Exercise brief: Please pull out every line of the records that contains the word "tight", matching case exactly.
Start of Record excerpts
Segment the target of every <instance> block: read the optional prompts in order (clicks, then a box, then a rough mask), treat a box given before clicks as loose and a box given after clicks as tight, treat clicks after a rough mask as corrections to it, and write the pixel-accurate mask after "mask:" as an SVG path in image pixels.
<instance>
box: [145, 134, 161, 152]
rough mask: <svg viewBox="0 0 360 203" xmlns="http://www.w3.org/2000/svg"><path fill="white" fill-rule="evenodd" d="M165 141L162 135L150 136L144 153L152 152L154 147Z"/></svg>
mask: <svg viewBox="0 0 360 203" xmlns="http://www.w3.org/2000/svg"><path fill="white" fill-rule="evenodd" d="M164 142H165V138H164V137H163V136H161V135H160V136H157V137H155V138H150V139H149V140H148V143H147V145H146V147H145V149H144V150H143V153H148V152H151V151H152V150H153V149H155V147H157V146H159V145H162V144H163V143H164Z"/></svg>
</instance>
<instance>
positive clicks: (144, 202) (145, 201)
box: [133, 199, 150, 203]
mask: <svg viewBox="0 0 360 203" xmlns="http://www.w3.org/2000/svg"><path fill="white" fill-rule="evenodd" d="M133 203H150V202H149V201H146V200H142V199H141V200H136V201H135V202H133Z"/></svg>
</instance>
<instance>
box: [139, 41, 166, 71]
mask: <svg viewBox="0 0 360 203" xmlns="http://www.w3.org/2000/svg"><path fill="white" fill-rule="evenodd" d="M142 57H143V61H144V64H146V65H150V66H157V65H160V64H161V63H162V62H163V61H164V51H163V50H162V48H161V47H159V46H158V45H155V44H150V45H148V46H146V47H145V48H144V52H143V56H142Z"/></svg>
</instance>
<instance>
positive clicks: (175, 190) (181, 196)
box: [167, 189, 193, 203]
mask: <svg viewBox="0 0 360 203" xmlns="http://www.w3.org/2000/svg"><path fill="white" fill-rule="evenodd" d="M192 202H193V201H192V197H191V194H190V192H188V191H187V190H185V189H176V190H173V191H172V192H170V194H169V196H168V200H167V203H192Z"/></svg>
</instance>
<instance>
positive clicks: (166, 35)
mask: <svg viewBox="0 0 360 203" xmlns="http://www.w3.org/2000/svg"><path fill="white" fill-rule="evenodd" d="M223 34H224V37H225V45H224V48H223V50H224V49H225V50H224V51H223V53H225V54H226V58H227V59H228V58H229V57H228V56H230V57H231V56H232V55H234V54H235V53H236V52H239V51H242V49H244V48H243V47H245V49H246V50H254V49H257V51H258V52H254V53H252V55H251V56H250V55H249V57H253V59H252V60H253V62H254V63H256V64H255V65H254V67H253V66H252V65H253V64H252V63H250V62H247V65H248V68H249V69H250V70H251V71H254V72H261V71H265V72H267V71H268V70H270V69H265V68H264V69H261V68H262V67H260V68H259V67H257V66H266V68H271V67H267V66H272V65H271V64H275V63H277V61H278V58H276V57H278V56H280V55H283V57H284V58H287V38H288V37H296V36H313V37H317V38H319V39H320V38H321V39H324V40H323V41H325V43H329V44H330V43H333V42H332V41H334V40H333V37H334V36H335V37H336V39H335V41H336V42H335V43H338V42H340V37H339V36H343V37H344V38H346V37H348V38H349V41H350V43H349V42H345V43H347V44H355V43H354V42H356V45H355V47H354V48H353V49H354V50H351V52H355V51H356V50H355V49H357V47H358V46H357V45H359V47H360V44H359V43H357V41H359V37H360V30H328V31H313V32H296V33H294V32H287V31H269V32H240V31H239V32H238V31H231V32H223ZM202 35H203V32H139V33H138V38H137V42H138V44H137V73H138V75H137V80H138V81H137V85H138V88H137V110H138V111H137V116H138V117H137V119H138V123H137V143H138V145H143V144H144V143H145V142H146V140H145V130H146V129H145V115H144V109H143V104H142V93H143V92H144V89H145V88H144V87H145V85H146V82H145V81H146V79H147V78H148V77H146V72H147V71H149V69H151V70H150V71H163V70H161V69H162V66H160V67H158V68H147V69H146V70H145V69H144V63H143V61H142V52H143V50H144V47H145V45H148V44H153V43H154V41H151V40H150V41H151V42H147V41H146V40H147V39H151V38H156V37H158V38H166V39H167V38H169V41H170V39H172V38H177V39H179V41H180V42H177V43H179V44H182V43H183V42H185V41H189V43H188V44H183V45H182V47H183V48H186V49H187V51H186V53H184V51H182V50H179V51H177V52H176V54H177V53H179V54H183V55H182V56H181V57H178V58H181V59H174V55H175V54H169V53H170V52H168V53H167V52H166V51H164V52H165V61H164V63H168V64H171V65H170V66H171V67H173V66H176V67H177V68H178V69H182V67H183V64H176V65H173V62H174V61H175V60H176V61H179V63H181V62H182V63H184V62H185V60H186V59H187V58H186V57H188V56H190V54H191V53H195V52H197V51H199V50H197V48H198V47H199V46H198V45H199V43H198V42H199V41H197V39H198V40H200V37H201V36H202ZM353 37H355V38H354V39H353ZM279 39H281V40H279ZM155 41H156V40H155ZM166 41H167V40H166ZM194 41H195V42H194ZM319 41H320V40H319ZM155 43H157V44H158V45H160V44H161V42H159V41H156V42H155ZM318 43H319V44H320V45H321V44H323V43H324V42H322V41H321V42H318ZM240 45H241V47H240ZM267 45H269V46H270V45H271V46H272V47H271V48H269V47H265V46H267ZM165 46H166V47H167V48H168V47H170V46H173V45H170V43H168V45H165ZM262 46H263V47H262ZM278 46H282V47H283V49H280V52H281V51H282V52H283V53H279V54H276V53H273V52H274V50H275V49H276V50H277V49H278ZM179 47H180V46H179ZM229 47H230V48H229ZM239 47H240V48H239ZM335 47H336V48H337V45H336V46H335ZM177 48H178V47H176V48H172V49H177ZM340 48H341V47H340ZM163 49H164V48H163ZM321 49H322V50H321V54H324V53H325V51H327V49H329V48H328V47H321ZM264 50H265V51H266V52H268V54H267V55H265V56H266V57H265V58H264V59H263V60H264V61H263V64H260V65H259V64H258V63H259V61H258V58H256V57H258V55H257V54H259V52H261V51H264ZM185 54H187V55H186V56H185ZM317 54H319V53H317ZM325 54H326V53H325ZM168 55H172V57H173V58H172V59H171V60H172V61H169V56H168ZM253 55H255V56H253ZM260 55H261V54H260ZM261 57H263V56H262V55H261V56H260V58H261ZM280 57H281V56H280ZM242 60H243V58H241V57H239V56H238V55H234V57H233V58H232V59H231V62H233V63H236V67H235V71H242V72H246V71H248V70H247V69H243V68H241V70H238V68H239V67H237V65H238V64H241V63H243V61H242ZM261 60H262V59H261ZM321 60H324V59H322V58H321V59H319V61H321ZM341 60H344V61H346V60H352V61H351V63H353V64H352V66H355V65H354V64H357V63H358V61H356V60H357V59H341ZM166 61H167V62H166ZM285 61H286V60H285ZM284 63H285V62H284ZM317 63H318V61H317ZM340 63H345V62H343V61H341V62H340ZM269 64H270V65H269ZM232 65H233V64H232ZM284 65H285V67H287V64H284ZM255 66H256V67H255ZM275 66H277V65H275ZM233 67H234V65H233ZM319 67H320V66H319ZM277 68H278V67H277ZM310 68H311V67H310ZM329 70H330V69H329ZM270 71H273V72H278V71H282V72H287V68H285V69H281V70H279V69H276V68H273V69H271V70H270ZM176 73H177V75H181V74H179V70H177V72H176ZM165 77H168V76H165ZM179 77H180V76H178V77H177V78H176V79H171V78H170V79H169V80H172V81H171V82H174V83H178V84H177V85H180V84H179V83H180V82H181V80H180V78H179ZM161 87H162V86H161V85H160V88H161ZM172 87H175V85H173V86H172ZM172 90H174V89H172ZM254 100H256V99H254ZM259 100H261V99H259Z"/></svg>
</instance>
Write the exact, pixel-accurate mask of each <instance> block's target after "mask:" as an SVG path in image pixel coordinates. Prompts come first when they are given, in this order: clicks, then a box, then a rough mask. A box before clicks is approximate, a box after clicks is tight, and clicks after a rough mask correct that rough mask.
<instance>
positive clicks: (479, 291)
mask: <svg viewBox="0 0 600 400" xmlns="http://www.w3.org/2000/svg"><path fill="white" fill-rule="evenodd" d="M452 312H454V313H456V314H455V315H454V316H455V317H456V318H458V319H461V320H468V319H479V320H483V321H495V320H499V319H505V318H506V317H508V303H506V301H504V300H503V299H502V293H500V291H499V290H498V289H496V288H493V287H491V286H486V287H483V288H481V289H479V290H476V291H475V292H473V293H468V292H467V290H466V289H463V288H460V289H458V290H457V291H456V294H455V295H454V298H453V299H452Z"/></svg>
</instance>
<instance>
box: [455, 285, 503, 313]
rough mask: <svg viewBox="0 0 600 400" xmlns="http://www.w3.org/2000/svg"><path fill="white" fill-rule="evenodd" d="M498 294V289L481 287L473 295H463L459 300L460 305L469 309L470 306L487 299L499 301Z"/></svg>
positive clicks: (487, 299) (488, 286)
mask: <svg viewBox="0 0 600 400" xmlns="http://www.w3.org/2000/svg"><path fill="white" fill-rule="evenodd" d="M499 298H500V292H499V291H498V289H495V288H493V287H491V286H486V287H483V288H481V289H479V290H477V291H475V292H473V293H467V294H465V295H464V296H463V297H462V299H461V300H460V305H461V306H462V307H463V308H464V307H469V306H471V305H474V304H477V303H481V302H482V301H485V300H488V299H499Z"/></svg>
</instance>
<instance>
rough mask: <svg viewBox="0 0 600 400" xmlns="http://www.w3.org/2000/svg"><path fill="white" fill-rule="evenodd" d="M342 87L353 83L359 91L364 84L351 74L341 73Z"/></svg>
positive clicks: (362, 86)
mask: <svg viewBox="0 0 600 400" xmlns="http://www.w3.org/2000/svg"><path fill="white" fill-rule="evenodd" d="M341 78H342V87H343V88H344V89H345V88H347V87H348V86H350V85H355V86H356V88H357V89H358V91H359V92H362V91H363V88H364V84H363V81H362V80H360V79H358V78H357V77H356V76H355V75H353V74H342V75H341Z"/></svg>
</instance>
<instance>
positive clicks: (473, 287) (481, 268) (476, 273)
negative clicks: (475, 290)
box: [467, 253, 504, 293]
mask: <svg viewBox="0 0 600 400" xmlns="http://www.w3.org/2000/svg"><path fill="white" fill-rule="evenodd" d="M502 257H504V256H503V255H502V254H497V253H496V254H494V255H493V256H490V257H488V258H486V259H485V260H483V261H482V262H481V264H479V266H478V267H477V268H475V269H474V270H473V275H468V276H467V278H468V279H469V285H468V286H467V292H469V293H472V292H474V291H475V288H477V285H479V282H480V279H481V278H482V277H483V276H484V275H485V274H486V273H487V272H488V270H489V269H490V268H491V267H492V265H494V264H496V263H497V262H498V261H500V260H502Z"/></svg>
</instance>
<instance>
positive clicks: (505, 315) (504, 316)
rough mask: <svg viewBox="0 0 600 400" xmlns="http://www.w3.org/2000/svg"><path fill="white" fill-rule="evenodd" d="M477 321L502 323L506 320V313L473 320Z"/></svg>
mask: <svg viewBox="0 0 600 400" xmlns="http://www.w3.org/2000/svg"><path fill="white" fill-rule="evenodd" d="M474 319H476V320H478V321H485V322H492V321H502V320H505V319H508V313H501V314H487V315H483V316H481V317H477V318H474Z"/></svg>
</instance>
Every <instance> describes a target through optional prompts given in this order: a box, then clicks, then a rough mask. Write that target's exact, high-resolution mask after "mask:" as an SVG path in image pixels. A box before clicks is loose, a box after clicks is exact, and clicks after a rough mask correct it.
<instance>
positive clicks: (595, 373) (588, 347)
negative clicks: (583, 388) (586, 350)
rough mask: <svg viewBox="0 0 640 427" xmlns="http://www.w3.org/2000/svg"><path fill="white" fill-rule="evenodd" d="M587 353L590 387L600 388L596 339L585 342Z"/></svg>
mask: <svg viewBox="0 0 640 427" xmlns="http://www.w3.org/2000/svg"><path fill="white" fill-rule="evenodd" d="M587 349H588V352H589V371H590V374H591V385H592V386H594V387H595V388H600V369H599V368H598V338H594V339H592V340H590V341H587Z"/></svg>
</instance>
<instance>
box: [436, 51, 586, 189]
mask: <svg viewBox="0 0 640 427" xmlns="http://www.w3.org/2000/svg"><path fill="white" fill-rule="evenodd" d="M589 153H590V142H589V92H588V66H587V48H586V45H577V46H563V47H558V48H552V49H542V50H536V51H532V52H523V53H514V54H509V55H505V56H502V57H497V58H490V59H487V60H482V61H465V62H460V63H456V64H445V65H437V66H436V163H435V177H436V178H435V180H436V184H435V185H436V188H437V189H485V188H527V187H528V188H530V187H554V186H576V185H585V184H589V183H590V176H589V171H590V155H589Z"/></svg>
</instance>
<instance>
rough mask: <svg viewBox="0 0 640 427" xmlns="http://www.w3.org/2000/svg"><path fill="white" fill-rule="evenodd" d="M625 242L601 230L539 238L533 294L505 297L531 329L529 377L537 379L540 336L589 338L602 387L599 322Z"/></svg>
End of Record excerpts
Completed task:
Segment the target of every <instance> block: read the optional prompts in order (clicks, then a box, then a rough mask), treat a box given before clicks as loose and a box given after clicks as tight, treat clicks after a rough mask as corrections to it, and write the pixel-accurate mask after "mask:" as an SVG path in image pixels.
Write the exact, pixel-accurate mask of each <instance> block's target after "mask:" as an SVG path in image pixel coordinates. Prompts come first when they are given, in this order: clicks, then a box, then a rough mask. A box before clicks is approximate, a box after clicks is tight, and clicks after a rough mask correct that rough mask.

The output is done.